(Region segmentation data)
################

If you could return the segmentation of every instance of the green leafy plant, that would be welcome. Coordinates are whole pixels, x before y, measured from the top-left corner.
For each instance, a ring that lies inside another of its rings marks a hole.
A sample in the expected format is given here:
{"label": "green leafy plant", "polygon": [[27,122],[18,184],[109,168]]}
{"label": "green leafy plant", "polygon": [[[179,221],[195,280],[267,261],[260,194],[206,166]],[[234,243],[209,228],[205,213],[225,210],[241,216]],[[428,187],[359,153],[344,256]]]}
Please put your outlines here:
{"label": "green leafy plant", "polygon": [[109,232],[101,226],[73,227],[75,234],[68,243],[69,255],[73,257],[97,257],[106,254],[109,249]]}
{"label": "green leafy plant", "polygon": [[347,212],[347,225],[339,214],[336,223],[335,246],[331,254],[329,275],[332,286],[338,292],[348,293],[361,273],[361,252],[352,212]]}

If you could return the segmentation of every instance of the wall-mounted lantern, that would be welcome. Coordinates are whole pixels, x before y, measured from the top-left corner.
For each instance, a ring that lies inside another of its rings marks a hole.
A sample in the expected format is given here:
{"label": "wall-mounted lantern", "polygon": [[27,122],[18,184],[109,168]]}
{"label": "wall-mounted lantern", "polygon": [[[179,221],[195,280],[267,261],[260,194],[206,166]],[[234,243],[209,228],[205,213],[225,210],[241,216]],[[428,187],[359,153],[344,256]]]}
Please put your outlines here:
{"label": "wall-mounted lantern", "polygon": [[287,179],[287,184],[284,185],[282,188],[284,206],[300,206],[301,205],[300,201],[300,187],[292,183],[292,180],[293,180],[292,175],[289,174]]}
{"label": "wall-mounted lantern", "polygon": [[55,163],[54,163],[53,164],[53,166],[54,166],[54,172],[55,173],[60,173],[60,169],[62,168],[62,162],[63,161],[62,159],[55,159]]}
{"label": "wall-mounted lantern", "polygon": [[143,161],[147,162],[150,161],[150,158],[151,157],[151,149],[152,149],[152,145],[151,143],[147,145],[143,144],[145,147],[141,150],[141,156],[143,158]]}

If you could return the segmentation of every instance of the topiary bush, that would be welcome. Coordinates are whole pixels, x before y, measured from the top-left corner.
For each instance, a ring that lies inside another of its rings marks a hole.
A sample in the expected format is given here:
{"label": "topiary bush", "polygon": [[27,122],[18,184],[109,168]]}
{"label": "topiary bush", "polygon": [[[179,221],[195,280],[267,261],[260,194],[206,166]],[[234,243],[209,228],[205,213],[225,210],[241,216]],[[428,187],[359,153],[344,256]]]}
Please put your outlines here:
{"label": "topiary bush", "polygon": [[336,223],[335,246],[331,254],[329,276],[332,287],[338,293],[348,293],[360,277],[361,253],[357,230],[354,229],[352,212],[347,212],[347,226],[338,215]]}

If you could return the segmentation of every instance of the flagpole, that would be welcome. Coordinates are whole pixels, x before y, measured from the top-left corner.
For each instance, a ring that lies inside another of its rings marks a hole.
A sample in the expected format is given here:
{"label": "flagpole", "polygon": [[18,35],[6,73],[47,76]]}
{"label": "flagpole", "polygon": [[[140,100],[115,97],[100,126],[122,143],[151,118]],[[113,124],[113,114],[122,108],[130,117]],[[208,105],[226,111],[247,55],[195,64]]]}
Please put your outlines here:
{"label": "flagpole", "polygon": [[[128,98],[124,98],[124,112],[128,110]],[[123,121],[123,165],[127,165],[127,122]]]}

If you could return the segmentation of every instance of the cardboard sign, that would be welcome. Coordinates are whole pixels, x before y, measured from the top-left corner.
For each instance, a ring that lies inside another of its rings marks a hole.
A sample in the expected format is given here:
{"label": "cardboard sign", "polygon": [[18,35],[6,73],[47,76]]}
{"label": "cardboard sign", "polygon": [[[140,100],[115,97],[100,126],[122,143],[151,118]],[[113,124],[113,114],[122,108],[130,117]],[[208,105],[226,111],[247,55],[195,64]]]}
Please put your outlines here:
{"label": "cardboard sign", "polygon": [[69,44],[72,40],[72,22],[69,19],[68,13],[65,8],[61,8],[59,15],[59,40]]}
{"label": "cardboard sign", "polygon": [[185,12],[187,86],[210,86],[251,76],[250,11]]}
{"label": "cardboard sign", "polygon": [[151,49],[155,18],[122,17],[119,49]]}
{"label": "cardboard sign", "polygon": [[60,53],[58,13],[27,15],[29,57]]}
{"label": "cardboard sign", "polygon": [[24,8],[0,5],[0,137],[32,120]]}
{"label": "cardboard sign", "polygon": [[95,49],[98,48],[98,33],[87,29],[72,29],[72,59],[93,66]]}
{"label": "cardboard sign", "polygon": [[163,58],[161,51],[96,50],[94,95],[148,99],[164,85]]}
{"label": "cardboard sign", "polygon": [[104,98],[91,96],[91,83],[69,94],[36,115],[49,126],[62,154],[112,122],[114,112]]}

################

Exercise prompt:
Reproduce word for word the stretch of lines from the one containing "of the cardboard" through the last line.

Response for this exercise:
If you could return the segmentation of every instance of the cardboard sign, that would be welcome. Coordinates are whole pixels, x before y, measured from the top-left corner.
For each instance, a ring that lies inside another of its rings marks a hole.
A sample in the expected format is given here:
{"label": "cardboard sign", "polygon": [[18,35],[6,73],[47,76]]}
{"label": "cardboard sign", "polygon": [[[140,100],[115,97],[100,126],[122,143],[151,118]],[[113,124],[113,114],[122,108],[130,117]],[[208,105],[226,111],[247,55],[195,64]]]}
Please put your outlines here:
{"label": "cardboard sign", "polygon": [[69,44],[72,40],[72,22],[69,19],[68,13],[65,8],[61,8],[59,15],[59,40]]}
{"label": "cardboard sign", "polygon": [[185,12],[187,86],[210,86],[251,76],[250,11]]}
{"label": "cardboard sign", "polygon": [[151,49],[155,18],[122,17],[119,49]]}
{"label": "cardboard sign", "polygon": [[60,53],[58,13],[27,15],[29,57]]}
{"label": "cardboard sign", "polygon": [[24,8],[0,5],[0,137],[32,120]]}
{"label": "cardboard sign", "polygon": [[95,49],[98,48],[98,33],[87,29],[72,29],[72,59],[93,66]]}
{"label": "cardboard sign", "polygon": [[163,58],[161,51],[96,50],[94,95],[148,99],[164,85]]}
{"label": "cardboard sign", "polygon": [[104,98],[91,96],[91,83],[69,94],[36,115],[49,126],[62,154],[112,122],[114,112]]}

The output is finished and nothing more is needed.